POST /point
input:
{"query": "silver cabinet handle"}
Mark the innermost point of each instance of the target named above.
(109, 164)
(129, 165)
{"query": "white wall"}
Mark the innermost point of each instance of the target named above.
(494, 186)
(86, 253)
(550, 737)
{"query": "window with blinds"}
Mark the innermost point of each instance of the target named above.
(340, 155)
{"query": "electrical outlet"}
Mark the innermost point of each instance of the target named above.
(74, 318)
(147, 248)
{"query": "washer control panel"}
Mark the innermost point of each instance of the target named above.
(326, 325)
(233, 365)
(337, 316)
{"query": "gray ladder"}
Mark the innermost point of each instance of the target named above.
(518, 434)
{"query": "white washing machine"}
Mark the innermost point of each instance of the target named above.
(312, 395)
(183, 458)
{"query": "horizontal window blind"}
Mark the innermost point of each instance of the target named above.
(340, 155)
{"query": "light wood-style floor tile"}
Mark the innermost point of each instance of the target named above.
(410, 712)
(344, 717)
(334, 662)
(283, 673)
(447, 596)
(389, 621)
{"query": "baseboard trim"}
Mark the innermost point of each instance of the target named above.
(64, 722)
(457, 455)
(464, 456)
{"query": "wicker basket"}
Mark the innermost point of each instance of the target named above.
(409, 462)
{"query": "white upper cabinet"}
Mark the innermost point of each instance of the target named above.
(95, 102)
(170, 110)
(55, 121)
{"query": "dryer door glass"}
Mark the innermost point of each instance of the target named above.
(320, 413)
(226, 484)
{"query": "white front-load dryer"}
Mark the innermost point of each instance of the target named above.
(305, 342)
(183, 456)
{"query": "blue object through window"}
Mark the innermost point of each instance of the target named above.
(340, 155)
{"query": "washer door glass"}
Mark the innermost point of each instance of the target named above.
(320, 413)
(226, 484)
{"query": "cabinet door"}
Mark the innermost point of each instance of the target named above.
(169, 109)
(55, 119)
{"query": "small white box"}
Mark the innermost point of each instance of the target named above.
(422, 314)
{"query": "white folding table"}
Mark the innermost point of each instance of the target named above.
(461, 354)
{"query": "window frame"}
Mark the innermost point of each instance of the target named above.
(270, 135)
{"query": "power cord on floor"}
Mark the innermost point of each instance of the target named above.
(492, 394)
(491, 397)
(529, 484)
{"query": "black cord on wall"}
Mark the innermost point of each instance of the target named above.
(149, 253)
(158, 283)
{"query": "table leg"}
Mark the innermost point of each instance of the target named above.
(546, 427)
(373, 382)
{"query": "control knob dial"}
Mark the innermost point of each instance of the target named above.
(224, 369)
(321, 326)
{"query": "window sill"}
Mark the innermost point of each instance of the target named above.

> **Exercise directions**
Can you reproduce all the material exactly?

> **Finished task**
POST /point
input:
{"query": "silver cabinet handle"}
Mark the innermost point of each instance of the target named above.
(109, 164)
(129, 165)
{"query": "white wall"}
Mark the innermost point of each instance of the target named above.
(494, 186)
(86, 253)
(550, 737)
{"query": "window with blinds"}
Mark the innermost point of each instance of the target named above.
(340, 155)
{"query": "electrical outlet"}
Mark the innermost point of each instance of the target named above.
(74, 318)
(147, 248)
{"query": "washer control panel"}
Mark the innermost point of each instance of the target named above.
(326, 325)
(233, 365)
(337, 316)
{"query": "gray ladder"}
Mark the innermost point of each instance of the target named above.
(518, 434)
{"query": "white washing machine"}
Mark the innermost point of each instance of the target named above.
(312, 395)
(183, 458)
{"query": "horizontal window blind"}
Mark the innermost point of each instance of the target named above.
(340, 155)
{"query": "light wood-style floor tile"}
Mark the innermost point of each instance of the target named above.
(410, 712)
(344, 717)
(334, 662)
(283, 673)
(447, 596)
(389, 621)
{"query": "baseboard trim"}
Mark the innermost point of each instance of the target named above.
(64, 722)
(457, 455)
(464, 456)
{"query": "wicker basket"}
Mark the innermost point of each instance of the target named above.
(409, 462)
{"query": "white upper cabinet"}
Mark the innermost point of each instance of the target named above.
(95, 102)
(170, 110)
(55, 121)
{"query": "dryer door glass"}
Mark the innermost point of each instance of the target named above.
(320, 413)
(226, 484)
{"query": "white front-load dryer"}
Mark the innermost point of each instance of the target named above.
(305, 342)
(183, 456)
{"query": "blue object through window"}
Mark the innermost point of each instance of the target named above.
(340, 155)
{"query": "washer door glass"}
Mark the innermost point of each instance of the target named above.
(320, 413)
(226, 484)
{"query": "cabinet door"}
Mark the innermost point of each instance of the target named above.
(169, 109)
(55, 119)
{"query": "small white box"}
Mark the innermost point of each instance of the target named above.
(422, 314)
{"query": "white folding table"}
Mark the innermost point of each instance of the target named above.
(461, 354)
{"query": "window frame"}
Mark the innermost point of each instance of the target named above.
(270, 135)
{"query": "power cord on floor"}
Mark the innermost point of each instance of the target named above.
(492, 394)
(491, 397)
(529, 484)
{"query": "black cord on wall"}
Mark the innermost point of each instance of the target named above.
(149, 253)
(158, 283)
{"query": "table leg"}
Mark the innermost point of each instance of the target named above.
(546, 427)
(373, 382)
{"query": "control knob dial"}
Mark the innermost point of each instance of the target named above.
(224, 369)
(321, 326)
{"query": "window sill"}
Mark the innermost point of each instance of the target named above.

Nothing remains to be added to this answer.